- Task statement: Write out again only the lines running from the one that contains "Tag one spot per instance of the person" to the end of the records below, including both the first and the last.

- Dataset records:
####################

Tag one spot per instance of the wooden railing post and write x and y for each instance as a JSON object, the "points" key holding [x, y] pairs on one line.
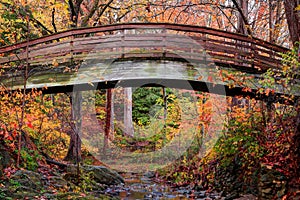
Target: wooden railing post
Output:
{"points": [[123, 43], [164, 42]]}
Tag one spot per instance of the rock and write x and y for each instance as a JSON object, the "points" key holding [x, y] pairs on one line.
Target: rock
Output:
{"points": [[149, 174], [99, 174], [27, 178], [266, 191], [232, 196], [104, 175]]}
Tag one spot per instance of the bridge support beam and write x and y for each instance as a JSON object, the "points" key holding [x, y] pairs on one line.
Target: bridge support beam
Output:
{"points": [[74, 150]]}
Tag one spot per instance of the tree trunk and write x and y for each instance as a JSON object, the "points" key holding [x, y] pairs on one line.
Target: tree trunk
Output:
{"points": [[241, 22], [293, 19], [128, 125], [74, 151]]}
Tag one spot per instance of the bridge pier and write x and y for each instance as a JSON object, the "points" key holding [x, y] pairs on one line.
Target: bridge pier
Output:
{"points": [[74, 150]]}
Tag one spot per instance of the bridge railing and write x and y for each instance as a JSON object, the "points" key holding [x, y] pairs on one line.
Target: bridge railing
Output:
{"points": [[142, 40]]}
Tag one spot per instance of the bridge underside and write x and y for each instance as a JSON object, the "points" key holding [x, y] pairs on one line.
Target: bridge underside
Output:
{"points": [[93, 75]]}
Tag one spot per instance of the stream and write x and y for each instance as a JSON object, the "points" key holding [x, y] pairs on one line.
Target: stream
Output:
{"points": [[143, 186]]}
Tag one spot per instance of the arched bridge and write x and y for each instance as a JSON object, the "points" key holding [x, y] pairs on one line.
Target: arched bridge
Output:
{"points": [[139, 54]]}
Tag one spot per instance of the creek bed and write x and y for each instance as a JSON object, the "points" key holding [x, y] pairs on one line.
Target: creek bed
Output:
{"points": [[143, 186]]}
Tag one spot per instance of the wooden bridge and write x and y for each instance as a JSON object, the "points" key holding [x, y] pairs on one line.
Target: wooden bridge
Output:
{"points": [[139, 54]]}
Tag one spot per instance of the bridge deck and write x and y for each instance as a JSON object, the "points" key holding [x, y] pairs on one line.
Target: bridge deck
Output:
{"points": [[56, 59]]}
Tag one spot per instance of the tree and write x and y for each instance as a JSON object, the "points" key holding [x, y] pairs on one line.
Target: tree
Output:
{"points": [[292, 12]]}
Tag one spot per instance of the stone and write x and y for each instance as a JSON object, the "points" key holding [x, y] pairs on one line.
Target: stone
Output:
{"points": [[232, 196], [267, 191], [100, 174], [27, 178]]}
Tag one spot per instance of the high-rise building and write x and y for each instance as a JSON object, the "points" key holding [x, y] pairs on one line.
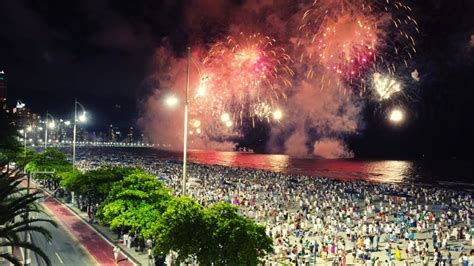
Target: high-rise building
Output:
{"points": [[3, 90], [130, 135]]}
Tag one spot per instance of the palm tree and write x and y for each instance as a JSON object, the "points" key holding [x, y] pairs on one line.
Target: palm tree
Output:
{"points": [[16, 203]]}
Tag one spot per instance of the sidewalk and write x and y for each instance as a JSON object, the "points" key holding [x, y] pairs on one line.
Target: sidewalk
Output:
{"points": [[138, 258], [97, 240]]}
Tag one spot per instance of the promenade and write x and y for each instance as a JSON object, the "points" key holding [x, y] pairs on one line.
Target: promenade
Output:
{"points": [[97, 241]]}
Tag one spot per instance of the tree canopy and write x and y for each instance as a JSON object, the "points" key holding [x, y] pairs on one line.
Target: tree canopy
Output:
{"points": [[49, 160], [9, 145], [15, 202], [135, 202]]}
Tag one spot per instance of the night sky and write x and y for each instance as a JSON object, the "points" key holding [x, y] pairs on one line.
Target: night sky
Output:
{"points": [[101, 53]]}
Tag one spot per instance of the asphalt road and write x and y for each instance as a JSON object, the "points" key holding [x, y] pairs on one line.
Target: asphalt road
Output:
{"points": [[62, 249]]}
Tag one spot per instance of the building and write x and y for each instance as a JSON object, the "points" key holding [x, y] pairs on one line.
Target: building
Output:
{"points": [[3, 90], [130, 135], [113, 133]]}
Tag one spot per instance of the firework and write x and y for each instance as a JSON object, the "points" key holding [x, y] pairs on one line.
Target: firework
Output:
{"points": [[346, 39], [385, 85], [247, 76], [396, 116]]}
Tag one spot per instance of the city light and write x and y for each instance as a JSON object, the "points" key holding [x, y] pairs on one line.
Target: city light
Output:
{"points": [[396, 116], [225, 117], [171, 101], [83, 117], [277, 115]]}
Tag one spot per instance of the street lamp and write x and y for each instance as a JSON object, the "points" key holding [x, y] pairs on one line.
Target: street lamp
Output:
{"points": [[185, 146], [172, 101], [82, 118], [48, 125]]}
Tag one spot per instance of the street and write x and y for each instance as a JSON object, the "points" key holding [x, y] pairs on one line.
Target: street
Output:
{"points": [[63, 249]]}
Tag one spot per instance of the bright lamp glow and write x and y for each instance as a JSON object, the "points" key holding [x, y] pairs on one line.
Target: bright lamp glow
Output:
{"points": [[171, 101], [277, 115], [82, 117], [396, 116], [225, 117]]}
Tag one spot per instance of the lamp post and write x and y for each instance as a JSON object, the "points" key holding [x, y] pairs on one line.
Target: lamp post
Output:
{"points": [[185, 142], [82, 118], [24, 131], [51, 125], [172, 101]]}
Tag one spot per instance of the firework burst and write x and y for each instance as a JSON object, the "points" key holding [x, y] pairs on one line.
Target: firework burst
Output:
{"points": [[244, 76], [347, 39]]}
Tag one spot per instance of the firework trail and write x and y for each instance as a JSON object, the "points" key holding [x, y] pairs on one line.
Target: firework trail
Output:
{"points": [[347, 39], [244, 76], [314, 80]]}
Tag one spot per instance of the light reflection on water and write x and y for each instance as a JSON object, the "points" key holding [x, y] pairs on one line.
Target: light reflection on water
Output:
{"points": [[385, 171], [378, 171], [444, 172]]}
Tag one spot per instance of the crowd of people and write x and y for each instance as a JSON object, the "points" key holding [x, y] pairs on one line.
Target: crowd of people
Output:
{"points": [[326, 221]]}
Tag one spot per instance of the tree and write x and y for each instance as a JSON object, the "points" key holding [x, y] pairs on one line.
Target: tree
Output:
{"points": [[181, 228], [50, 160], [135, 203], [9, 146], [15, 203], [94, 185], [218, 235]]}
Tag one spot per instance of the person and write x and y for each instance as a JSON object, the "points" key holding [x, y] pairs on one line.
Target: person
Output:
{"points": [[449, 259], [150, 256], [398, 254], [116, 253]]}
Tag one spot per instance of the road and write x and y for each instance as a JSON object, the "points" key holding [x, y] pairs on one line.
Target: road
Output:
{"points": [[62, 249]]}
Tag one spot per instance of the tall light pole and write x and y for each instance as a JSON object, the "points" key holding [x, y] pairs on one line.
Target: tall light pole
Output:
{"points": [[46, 129], [27, 129], [82, 118], [185, 142]]}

####################

- The response:
Tag one spot per instance of the person and write x and y for each instance as a JSON object, the "points" key holding [x, y] pairs on one line.
Target: person
Output:
{"points": [[449, 259], [150, 256], [398, 254], [116, 253]]}
Tag one spot per instance of the road and write x and y for each instance as a JSON object, the "points" key holding [x, y] pairs on one line.
Target: road
Output:
{"points": [[62, 249]]}
Tag one spot per instance of the tall light pole and write x and y for each instance as a JSON object, the "points" key holding [x, y] pairs on one line.
Target: tall light pole
Output:
{"points": [[46, 129], [27, 129], [82, 118], [185, 142]]}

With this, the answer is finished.